## Begin

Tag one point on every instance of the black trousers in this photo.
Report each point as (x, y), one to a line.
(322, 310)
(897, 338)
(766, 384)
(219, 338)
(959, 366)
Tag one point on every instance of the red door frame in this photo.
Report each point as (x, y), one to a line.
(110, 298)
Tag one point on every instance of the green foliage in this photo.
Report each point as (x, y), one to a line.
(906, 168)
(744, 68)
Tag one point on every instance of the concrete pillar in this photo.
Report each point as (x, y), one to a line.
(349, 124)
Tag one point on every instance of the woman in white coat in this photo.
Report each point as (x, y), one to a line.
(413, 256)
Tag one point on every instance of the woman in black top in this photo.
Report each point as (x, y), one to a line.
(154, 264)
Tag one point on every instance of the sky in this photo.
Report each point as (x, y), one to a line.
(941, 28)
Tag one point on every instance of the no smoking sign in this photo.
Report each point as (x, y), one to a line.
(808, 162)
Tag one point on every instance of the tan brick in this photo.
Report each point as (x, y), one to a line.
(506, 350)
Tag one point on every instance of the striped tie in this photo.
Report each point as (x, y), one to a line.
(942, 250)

## End

== What the task asks ==
Recast the lines from the one containing "Tag one point on every instance of the red" through the end of the entries, inclusive, as a JSON list of strings with one string per line and blank lines left out.

== Solution for this problem ==
[
  "Tag one point on every instance of the red door frame in this photo.",
  "Report each point as (x, y), one to a line.",
  "(110, 298)",
  "Tag one point on every instance of the green foliage in this photo.",
  "Report each point as (x, y), one to a line.",
  "(906, 168)",
  "(744, 68)",
  "Tag one point on every instance of the concrete pillar in this photo.",
  "Report each point as (x, y), one to a line.",
  "(349, 124)",
  "Tag one point on every instance of the woman in white coat in this photo.",
  "Report each point as (x, y), one to a line.",
  "(413, 256)",
  "Tag one point on every instance of the woman in black top in this photo.",
  "Report each point as (x, y), one to a line.",
  "(154, 264)",
  "Tag one point on every instance of the sky in this photo.",
  "Report each point as (x, y), one to a line.",
  "(941, 28)",
  "Tag one point on every instance of the no smoking sign in this photo.",
  "Report each point as (x, y), one to a line.",
  "(808, 162)",
  "Tag one point on every instance of the tan brick in this photo.",
  "Report each point as (x, y), one to a line.",
  "(506, 350)",
  "Tag one point on every instance of the striped tie in this photo.",
  "Report each point as (x, y), one to a line.",
  "(942, 250)"
]